## The problem
Could you transcribe exactly the lines from the one containing "Target: glass door frame" through the last line of the records below, leaving out the pictures?

═════ Material provided

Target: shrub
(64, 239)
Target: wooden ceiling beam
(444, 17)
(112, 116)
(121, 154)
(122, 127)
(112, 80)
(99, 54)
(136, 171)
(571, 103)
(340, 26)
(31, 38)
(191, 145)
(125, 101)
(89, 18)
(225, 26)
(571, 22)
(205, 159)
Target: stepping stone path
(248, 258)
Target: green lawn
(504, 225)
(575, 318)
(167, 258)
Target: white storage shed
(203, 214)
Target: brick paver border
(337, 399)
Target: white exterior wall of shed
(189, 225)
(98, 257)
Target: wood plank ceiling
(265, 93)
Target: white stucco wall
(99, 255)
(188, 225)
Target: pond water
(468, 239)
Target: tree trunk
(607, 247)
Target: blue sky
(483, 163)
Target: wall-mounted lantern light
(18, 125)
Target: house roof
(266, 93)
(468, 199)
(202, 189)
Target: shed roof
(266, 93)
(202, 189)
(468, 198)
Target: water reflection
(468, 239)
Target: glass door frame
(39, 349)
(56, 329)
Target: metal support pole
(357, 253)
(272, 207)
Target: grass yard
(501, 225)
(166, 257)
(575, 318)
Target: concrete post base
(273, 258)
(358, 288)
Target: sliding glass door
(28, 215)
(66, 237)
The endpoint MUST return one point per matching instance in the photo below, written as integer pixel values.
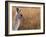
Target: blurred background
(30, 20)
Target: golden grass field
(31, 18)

══════════

## Reply
Target: glass door frame
(39, 349)
(56, 329)
Target: metal support pole
(357, 253)
(272, 207)
Target: grass yard
(501, 225)
(166, 257)
(575, 318)
Target: concrete post base
(273, 258)
(358, 288)
Target: sliding glass door
(28, 215)
(66, 237)
The endpoint MUST return one point per matching instance in the photo below, written as integer pixel values.
Target: blurred background
(30, 20)
Target: golden grass field
(31, 18)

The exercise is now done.